■ Tasks to carry out:
(A) Update the stretch of the Chembond financial summary from "CHEMBOND - Chembond" through "domestic Indian operations.", replacing "subsidiaries" with "affiliates".
(B) Condense the paragraph of the Chembond financial summary that opens "Operating margins have historically ranged" into a short bulleted list that keeps its main facts.
(C) Pick up the Chembond financial summary where it stops, and continue it from there.

■ Excerpt provided:
◇ ◇ ◇ ◇ ◇ ◇ ◇
CHEMBOND - Chembond Chem.
Financial Performance
Revenue Growth by Segment
Consolidated revenue from continuing operations grew 13% YoY to INR 201.30 Cr in FY25 from INR 178.24 Cr in FY24. However, total consolidated revenue including demerged entities fell 56.4% from INR 461.99 Cr in FY24 to INR 201.30 Cr in FY25 following the demerger of the Water and Construction Chemical businesses.
Geographic Revenue Split
Not disclosed in available documents; however, the group operates subsidiaries in Malaysia and Thailand, indicating international revenue streams alongside domestic Indian operations.
Profitability Margins
Operating profitability on continuing business improved to 6.75% in FY25 from 3.5% in FY24 due to better cost absorption. Reported PAT margin for FY25 stood at 8.72% compared to 6.27% (restated) in FY24, driven by a 57% increase in PAT to INR 17.56 Cr.
EBITDA Margin
Operating margins have historically ranged between 5-8% (FY20-FY23), peaking at 11.06% in 9MFY24. The current EBITDA margin of 6.75% reflects a recovery from the 3.5% low in FY24, though absolute EBITDA remains impacted by the reduced scale of operations post-demerger.
Capital Expenditure
The group has no major capex plans over the medium term as of March 2025. Historical capital work-in-progress was INR 7.51 Cr as of March 31, 2025, which reduced to INR 1.47 Cr by September 30, 2025, suggesting completion of minor projects.
Credit Rating & Borrowing
CRISIL downgraded the long-term rating to 'CRISIL BBB/Stable' from 'CRISIL BBB+/Negative' in 2025 due to the weakened business risk profile post-demerger. Interest coverage is exceptionally healthy, expected to be above 40 times in FY25.
Operational Drivers
Raw Materials
Specific chemical names are not listed, but 'Cost of Materials Consumed' represents 57.7% of total revenue, amounting to INR 116.19 Cr in FY25.
◇ ◇ ◇ ◇ ◇ ◇ ◇
■ Dataset extract:

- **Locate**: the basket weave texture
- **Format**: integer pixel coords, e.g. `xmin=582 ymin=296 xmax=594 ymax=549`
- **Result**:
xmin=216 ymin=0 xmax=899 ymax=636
◇ ◇ ◇ ◇ ◇ ◇ ◇
■ The replies:
(A)
CHEMBOND - Chembond Chem.
Financial Performance
Revenue Growth by Segment
Consolidated revenue from continuing operations grew 13% YoY to INR 201.30 Cr in FY25 from INR 178.24 Cr in FY24. However, total consolidated revenue including demerged entities fell 56.4% from INR 461.99 Cr in FY24 to INR 201.30 Cr in FY25 following the demerger of the Water and Construction Chemical businesses.
Geographic Revenue Split
Not disclosed in available documents; however, the group operates affiliates in Malaysia and Thailand, indicating international revenue streams alongside domestic Indian operations.

(B)
- Operating margins ranged between 5-8% from FY20 to FY23.
- They peaked at 11.06% in 9MFY24.
- The current EBITDA margin of 6.75% is a recovery from the FY24 low of 3.5%.
- Absolute EBITDA is still affected by the smaller scale of operations after the demerger.

(C)
Key Suppliers
Not disclosed in available documents; however, the company maintains long-term relationships with key suppliers to mitigate supply chain volatility.
Capacity Expansion
Current installed capacity is not specified in MT. The company focuses on 'asset-light' growth over the medium term with no major planned expansions, relying on existing facilities in Navi Mumbai and other locations.
Raw Material Costs
Raw material costs stood at INR 116.19 Cr in FY25, a 3.3% increase from INR 112.47 Cr in FY24. As a percentage of revenue, material costs decreased from 63.1% to 57.7%, contributing to the margin expansion.
Manufacturing Efficiency
The company maintains a 30-day raw material buffer. Efficiency is driven by the absorption of fixed costs over a higher revenue base in the continuing business, which improved margins by 325 basis points YoY.
Strategic Growth
Expected Growth Rate
13%
Growth Strategy
Growth is targeted through the consolidation of the Material Technologies segment via the amalgamation of Phiroze Sethna Pvt Ltd and Gramos Chemicals India. The company aims for net cash accruals above INR 20 Cr (a ~33% increase from the current INR 15 Cr expectation) to trigger a credit rating upgrade.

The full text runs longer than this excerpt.